» SELECTED EXCERPT:
I foresee three messy, overlapping, intertwined stages;

Old age.

Ill health.

Death.

The void I stand before now is, in and of itself, quite unique as I know I will eventually transition through to another place/level/state/consciousness… but I have absolutely no idea to where I will transition or what I will transition as (if anything);  but it is, to be sure, my final transformation.

Having recently lost the last surviving member of my original childhood family, along with turning 63 and being diagnosed with, not one, but two auto immune diseases that are quite literally kicking my ass, I think about old age, ill-health and death a lot!

I can no longer pretend that I will be unaffected from the ravages of time or that I, simply because I have willed it to be so, will be spared old age and ill-health and die gently and easily in the middle of the night.

Nope.

It’s far more probable that I too will have to navigate this black hole of uncertainly, deal with my frailties and accept the indignities of my own humanness.

Am I ready?  No

Am I scared?  Yes.

Can I do this?  Absolutely.

Why?   … because I believe this experience will be nothing short of mind-blowing! 

#bringiton

 

If it wasn’t for bad luck…

luck

I believe the lyrics are, ” If it wasn’t for bad luck, I wouldn’t have no luck at all.”

Not an entirely true statement, but humour me; it’s 4:14 in the morning, I’m wide awake and I’m feeling rather dramatic and a bit forlorn.

I won’t readily admit that I’m taking my newly confirmed diagnosis badly, but let’s just say you might feel more comfortable in the company of a peckish Jeffrey Dahmer.  {Look him up young ones!} 

Last night’s appointment with the specialist, Rheumatologist was a blessing and a curse.

On one hand, it was enlightening to learn that there is consensus;  four, different healthcare professionals concur, that I do have both Polymyalgia Rheumatica (PMR) and Giant Cell Arteritis (GCA).  

However, on the other hand, there was a part of me that really believed this was all a ruse, and I’d once again hear those words, “Oh, it’s just a virus.  If it’s not gone in 10 days…” 

These two “linked,” auto-immune, inflammatory conditions affect different parts of the body, but are frequently discussed together because PMR occurs in about 50 percent of people with GCA; and GCA occurs in approximately 10 to 15 percent of people with PMR.

Did I just hit a perfecta?  Well, the  odds were 50/50, so I guess it’s not that remarkable! 

Where PMR is an inflammatory, rheumatic condition characterised by severe aching and morning stiffness in the shoulders, hip girdle, and neck; GCA is characterised as a vasculitis of  large and medium-sized vessels and can involve the aorta and blah, blah, blah… I’m bored already.

Honestly…  I do not think I have time for this in my life!  “Is there someone I can discuss this  with?  A manager? Someone?  Anyone? “

There is a certain amount of vindication (quite a bit actually, now that I think of it!) soaring through my inflamed arteries at the moment!

Which feels rather… satisfying.

Over the past couple of years there have been more and more trips to the GP with complaints of various aches and pains.

» TASK DESCRIPTION: Duplicate the passage of the personal essay on aging and illness from "Last night’s appointment" up to and including "not that remarkable!". The records that follow have no connection to the text.

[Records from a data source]

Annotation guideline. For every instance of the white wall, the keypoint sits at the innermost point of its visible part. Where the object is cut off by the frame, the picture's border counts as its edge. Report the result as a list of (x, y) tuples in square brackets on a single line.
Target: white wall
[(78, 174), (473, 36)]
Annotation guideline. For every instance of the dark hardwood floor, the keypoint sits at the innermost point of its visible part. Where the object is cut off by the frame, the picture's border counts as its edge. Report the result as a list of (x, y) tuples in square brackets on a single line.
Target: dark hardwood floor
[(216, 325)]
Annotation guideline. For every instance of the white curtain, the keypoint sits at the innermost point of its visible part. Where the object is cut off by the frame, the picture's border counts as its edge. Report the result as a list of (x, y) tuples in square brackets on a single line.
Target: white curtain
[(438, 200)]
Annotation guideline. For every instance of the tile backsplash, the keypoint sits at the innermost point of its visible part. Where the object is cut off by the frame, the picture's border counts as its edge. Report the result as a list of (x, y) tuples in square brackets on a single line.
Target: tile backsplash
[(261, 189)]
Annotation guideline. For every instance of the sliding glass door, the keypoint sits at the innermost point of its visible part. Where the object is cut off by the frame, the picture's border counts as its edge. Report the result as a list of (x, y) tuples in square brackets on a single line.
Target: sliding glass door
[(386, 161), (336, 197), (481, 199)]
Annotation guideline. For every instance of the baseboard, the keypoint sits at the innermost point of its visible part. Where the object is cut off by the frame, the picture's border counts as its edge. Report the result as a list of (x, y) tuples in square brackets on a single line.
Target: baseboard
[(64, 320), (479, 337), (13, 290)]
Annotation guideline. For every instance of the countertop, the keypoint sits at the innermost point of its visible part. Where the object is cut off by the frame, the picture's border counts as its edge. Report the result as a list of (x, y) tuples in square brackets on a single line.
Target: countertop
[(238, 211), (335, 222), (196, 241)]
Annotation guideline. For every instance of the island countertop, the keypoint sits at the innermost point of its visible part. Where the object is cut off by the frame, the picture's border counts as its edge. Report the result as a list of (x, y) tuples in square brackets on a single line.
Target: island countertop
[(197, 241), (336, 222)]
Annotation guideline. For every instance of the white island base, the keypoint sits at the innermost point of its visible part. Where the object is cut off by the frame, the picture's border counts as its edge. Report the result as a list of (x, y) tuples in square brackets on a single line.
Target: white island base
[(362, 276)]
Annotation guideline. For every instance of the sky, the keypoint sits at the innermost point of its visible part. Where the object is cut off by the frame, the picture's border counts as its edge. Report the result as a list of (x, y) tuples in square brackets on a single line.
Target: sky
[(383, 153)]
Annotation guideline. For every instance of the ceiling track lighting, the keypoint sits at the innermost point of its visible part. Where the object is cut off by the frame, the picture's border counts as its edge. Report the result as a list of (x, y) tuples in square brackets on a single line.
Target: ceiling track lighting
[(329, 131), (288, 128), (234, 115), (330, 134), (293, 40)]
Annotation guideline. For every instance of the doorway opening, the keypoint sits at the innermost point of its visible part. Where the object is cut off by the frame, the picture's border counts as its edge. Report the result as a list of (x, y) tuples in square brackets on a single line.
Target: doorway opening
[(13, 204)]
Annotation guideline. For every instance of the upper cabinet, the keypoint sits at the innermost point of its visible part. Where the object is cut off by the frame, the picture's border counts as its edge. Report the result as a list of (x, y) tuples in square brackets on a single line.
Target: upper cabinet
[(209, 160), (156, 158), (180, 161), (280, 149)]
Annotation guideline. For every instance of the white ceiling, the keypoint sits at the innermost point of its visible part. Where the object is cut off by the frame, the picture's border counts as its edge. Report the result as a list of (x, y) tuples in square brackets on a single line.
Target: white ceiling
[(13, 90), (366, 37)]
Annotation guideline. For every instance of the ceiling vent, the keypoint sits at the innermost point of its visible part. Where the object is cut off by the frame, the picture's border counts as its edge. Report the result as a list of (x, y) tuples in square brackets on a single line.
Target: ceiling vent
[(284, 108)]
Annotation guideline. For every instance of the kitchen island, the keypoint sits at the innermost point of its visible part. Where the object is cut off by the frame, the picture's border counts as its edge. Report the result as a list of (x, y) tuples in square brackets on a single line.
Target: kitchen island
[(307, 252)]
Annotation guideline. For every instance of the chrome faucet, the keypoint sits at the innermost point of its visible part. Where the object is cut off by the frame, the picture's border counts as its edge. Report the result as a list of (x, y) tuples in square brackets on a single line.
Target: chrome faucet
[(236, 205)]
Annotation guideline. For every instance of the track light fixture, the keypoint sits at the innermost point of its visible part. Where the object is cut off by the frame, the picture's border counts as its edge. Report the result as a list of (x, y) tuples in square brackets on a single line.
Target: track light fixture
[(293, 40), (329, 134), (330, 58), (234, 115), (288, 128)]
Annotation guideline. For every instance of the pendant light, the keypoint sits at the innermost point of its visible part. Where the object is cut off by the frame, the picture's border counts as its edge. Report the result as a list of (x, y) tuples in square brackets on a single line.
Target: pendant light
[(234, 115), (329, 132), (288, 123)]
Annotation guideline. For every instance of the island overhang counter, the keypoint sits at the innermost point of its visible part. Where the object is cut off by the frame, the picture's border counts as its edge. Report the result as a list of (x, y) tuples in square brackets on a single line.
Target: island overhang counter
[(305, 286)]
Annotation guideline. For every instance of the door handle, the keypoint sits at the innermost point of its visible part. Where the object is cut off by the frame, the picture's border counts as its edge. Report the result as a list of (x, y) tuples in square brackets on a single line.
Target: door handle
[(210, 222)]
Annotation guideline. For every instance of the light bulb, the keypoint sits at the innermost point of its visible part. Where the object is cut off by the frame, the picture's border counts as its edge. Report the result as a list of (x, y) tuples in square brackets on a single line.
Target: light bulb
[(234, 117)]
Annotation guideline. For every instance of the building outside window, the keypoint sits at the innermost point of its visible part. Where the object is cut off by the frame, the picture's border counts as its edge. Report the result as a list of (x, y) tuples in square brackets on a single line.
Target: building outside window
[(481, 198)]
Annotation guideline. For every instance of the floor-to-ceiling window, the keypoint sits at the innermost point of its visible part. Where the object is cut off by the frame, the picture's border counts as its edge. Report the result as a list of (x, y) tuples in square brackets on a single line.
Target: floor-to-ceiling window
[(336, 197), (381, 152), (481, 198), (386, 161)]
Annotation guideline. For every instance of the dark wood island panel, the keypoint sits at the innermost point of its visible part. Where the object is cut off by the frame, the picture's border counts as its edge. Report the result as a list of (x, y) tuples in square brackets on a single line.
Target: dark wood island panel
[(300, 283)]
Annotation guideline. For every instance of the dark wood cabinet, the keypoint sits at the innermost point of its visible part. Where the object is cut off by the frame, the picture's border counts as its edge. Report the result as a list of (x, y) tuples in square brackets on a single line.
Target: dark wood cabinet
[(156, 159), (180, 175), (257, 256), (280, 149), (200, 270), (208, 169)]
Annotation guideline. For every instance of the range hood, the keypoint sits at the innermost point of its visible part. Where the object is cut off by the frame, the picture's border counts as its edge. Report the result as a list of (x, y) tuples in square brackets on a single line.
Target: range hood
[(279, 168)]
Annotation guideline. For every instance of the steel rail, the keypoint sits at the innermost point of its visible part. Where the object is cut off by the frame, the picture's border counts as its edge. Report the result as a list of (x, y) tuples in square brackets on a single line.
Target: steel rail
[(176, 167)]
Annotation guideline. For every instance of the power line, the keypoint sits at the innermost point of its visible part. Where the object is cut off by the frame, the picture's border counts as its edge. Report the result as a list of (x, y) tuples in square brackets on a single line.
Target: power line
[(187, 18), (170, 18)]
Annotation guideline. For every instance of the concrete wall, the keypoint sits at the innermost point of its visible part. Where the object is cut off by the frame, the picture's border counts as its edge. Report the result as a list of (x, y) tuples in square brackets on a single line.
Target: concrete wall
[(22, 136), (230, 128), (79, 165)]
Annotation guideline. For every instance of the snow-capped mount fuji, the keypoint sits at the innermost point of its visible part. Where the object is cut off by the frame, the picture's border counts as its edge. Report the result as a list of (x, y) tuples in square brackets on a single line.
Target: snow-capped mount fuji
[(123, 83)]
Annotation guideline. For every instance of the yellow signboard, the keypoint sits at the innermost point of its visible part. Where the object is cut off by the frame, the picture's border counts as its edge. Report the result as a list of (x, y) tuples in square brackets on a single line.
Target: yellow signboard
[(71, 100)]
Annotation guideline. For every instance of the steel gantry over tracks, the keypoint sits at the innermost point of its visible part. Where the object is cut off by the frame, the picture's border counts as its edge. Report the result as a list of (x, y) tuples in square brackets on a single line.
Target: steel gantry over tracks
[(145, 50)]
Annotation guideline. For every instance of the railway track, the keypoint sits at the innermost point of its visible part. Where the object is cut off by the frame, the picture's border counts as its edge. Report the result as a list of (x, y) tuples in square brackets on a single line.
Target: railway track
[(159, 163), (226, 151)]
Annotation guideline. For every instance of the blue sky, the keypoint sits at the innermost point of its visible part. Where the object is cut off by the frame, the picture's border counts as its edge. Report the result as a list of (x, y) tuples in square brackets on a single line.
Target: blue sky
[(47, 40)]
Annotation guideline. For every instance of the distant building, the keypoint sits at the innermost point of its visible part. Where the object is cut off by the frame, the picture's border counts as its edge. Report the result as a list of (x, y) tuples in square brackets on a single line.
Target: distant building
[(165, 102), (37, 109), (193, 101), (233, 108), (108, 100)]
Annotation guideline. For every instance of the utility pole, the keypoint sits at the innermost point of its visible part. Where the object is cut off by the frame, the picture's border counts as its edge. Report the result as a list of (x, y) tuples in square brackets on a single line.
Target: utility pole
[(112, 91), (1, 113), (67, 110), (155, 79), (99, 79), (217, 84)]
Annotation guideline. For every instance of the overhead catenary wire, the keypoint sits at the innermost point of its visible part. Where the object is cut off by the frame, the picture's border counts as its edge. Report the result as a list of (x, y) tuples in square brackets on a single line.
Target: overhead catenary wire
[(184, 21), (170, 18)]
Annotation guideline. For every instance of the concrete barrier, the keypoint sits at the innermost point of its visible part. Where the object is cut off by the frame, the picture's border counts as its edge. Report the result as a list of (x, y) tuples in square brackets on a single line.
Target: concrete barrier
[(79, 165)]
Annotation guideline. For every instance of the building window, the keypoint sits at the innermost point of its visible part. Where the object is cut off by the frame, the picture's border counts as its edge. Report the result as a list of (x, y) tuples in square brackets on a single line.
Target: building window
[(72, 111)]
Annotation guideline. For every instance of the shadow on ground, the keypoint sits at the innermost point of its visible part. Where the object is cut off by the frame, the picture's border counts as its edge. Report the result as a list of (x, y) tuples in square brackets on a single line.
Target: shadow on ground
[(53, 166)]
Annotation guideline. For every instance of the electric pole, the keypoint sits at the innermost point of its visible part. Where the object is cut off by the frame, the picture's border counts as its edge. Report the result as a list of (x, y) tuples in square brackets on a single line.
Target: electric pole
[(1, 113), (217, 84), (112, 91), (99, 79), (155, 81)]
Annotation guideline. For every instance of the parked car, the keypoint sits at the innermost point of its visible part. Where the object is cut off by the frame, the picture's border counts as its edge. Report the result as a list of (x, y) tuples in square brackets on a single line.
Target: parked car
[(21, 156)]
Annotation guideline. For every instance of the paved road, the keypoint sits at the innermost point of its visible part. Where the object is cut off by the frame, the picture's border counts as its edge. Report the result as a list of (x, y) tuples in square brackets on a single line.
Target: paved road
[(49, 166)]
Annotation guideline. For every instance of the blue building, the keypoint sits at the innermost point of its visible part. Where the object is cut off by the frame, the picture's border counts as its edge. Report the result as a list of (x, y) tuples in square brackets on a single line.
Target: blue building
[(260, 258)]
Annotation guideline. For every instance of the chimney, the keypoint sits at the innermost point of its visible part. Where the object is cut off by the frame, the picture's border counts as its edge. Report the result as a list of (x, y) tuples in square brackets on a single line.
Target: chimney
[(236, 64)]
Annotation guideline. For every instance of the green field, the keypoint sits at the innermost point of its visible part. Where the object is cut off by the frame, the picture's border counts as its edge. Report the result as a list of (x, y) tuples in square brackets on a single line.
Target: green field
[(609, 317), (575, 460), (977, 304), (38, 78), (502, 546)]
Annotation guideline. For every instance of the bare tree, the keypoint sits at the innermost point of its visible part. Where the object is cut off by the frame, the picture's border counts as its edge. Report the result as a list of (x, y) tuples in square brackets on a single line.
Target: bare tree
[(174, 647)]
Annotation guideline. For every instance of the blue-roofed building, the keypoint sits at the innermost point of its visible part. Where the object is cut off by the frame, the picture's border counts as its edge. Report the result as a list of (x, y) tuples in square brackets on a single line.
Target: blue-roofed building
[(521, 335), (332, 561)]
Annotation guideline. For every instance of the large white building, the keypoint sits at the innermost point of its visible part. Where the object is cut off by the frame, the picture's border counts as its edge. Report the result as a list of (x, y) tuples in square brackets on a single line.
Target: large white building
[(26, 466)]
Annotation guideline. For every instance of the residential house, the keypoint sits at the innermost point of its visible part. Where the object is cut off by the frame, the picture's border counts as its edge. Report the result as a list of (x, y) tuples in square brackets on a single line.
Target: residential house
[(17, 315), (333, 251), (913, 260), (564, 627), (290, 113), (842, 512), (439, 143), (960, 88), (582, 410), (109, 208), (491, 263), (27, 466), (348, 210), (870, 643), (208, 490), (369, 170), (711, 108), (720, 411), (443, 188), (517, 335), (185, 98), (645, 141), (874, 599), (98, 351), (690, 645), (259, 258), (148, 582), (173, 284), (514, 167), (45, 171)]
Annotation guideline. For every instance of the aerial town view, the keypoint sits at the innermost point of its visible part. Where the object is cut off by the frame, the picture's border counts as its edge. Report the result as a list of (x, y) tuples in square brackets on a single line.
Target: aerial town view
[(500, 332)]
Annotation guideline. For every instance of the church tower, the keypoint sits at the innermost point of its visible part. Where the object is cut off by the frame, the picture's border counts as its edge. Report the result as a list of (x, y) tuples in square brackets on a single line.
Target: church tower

» ANSWER:
Last night’s appointment with the specialist, Rheumatologist was a blessing and a curse.

On one hand, it was enlightening to learn that there is consensus;  four, different healthcare professionals concur, that I do have both Polymyalgia Rheumatica (PMR) and Giant Cell Arteritis (GCA).  

However, on the other hand, there was a part of me that really believed this was all a ruse, and I’d once again hear those words, “Oh, it’s just a virus.  If it’s not gone in 10 days…” 

These two “linked,” auto-immune, inflammatory conditions affect different parts of the body, but are frequently discussed together because PMR occurs in about 50 percent of people with GCA; and GCA occurs in approximately 10 to 15 percent of people with PMR.

Did I just hit a perfecta?  Well, the  odds were 50/50, so I guess it’s not that remarkable!